- PROBLEM TO SOLVE -
Which of the lines below holds the string "enclosed"? Copy every line that does.

** Opening STUDY MATERIAL block **

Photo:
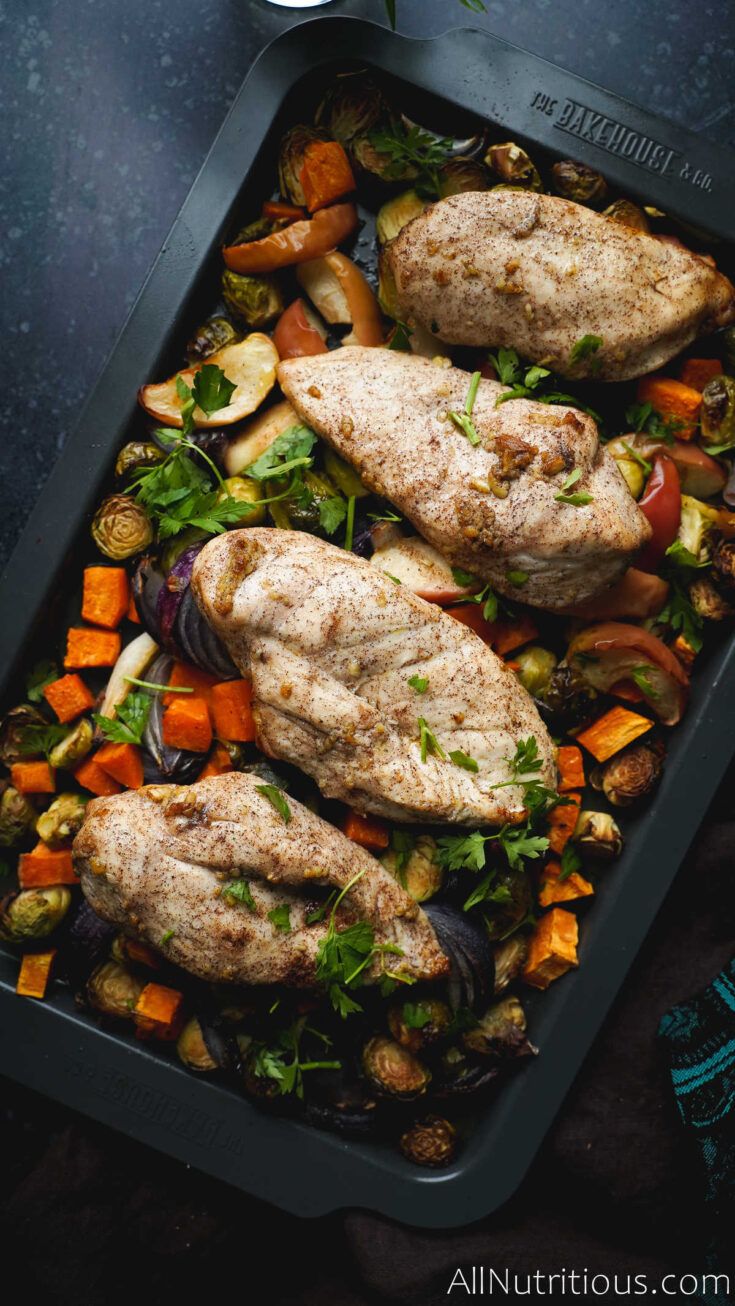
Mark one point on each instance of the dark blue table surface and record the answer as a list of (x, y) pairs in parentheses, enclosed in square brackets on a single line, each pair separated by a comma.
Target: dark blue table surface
[(109, 110)]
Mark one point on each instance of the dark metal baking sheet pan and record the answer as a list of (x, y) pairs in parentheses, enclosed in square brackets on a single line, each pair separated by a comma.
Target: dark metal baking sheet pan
[(59, 1050)]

** Closing STUDY MATERIAL block **

- RESPONSE FOR THIS EXERCISE -
Mark one point on each instance of the dark blue table surface and record the answer as a list of (x, y) pairs in parentheses, enclosed in square brackets on a single line, each pair separated by a comma.
Mark one point on each instance of the dark metal baking sheet pan and record the answer as a list of (x, y) pairs in parentheses, enclosed in square brackets on a single line, each pair separated by a comma.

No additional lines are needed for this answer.